— Start TASK MATERIAL —
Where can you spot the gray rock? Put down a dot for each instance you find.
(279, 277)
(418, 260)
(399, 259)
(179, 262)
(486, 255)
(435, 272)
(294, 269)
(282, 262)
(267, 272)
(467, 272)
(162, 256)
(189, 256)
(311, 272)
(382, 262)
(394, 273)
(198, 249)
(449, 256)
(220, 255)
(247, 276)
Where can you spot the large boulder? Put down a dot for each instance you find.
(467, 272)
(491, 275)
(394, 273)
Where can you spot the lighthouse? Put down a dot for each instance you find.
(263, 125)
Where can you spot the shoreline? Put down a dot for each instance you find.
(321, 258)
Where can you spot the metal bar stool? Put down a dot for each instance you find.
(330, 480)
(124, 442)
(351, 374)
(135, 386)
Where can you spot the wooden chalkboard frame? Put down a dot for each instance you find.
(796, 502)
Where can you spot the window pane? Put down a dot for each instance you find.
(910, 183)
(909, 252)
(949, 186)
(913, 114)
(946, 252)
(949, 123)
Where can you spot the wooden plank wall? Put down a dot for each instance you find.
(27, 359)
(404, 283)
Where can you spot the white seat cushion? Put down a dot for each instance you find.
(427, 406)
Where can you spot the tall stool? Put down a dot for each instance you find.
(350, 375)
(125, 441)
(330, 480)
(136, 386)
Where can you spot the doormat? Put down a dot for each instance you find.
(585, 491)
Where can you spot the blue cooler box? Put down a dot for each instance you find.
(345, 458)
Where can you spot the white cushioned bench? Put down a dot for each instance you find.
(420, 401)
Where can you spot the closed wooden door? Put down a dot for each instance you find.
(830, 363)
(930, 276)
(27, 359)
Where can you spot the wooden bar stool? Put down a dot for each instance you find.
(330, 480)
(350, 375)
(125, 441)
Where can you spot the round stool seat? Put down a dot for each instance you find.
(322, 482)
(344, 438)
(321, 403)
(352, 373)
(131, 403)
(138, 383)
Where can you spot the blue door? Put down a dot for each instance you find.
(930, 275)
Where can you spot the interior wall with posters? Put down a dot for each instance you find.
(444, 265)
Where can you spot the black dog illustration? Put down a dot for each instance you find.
— End TASK MATERIAL —
Starting with the line that contains "Where can you spot the window" and continuing through the last line of the entries, write those lines out again, the requests included, adding 10 to every number in the coordinates.

THE ANSWER
Where can you spot the window pane? Put down a dot for each instance you find.
(920, 193)
(919, 262)
(959, 196)
(923, 124)
(956, 262)
(959, 133)
Where can you spot the wooden plank wall? Put down a dot for each instance you find.
(37, 369)
(414, 293)
Where can you spot the white seat cushion? Put down a dot for each instance you find.
(437, 416)
Where can you spot the tall stool? Put down a dot for each instance you find.
(360, 385)
(135, 451)
(340, 490)
(146, 396)
Where can you spot the doormat? Put down a dot for each instance you find.
(595, 501)
Where can you spot the blue cooler box? Put down a dot for each instance you find.
(355, 468)
Where can you spot the white cushioned bench? Put down a dot for each instance you find.
(430, 411)
Where can you spot the closed wooden door? Put down a dot for each instance you find.
(840, 373)
(940, 286)
(37, 369)
Where can you spot the wooden bar stool? Put down a dot for each instance you find.
(340, 490)
(360, 385)
(135, 451)
Where can you spot the round stool seat? Put down a dot for each instance you find.
(332, 492)
(354, 448)
(331, 413)
(362, 383)
(141, 413)
(148, 393)
Where can you spot the blue door? Put down a dot for each instance you find.
(940, 285)
Where can you spot the interior wall with posters? Put down a dot for each instance you find.
(454, 275)
Where can you spot the black dog illustration? Put down a dot for each instance you find.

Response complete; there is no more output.